- GIVEN ENTRIES -
______________________________

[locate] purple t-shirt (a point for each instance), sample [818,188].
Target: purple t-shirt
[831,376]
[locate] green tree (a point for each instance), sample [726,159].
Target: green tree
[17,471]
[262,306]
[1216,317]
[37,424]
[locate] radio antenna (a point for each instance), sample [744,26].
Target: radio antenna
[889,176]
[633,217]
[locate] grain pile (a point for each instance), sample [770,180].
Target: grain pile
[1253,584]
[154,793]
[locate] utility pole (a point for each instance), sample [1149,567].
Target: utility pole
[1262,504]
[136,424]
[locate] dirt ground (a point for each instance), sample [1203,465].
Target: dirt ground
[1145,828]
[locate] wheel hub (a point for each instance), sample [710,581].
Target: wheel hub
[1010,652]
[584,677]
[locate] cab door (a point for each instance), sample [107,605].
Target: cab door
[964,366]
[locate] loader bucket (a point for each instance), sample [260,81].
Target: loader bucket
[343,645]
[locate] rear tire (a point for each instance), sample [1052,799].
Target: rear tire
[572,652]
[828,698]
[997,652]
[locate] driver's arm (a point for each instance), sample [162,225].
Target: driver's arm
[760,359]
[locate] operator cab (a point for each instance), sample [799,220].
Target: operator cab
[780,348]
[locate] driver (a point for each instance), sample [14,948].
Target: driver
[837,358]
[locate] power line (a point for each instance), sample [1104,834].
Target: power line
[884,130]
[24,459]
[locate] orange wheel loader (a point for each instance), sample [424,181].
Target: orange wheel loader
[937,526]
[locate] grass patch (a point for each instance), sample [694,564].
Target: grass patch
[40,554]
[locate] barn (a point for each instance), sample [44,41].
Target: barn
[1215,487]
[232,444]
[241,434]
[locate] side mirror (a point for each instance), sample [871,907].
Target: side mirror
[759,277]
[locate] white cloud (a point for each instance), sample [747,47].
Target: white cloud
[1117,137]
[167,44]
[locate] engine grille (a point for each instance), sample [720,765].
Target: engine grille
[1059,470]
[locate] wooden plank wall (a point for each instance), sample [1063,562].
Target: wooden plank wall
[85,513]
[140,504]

______________________________

- EXERCISE GOAL -
All lines from the one that holds "Target: white cloud" through the end of the material, both ends included, should be restated exactly.

- RESULT FOR THIS EXERCISE -
Target: white cloud
[1117,137]
[167,44]
[locate] engine grille (a point for each instance), sample [720,765].
Target: engine grille
[1059,470]
[locate] wooden plank wall (a point for each instance), sample [1063,562].
Target: wooden plank wall
[85,513]
[140,504]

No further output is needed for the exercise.